Available records:
========

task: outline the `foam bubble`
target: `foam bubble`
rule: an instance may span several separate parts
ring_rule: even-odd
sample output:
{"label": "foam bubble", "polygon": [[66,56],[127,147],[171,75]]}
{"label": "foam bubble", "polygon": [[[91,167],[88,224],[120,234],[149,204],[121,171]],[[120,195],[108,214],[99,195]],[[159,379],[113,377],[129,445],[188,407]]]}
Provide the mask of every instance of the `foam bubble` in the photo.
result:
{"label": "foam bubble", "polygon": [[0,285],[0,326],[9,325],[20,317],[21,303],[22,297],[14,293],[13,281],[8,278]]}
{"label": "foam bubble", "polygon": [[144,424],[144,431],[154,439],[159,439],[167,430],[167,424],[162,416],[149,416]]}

========

Work through the records above. Copy every line with the string "instance".

Answer:
rule: an instance may span several separate parts
Provide the mask of every instance of the `foam bubble` in the photo.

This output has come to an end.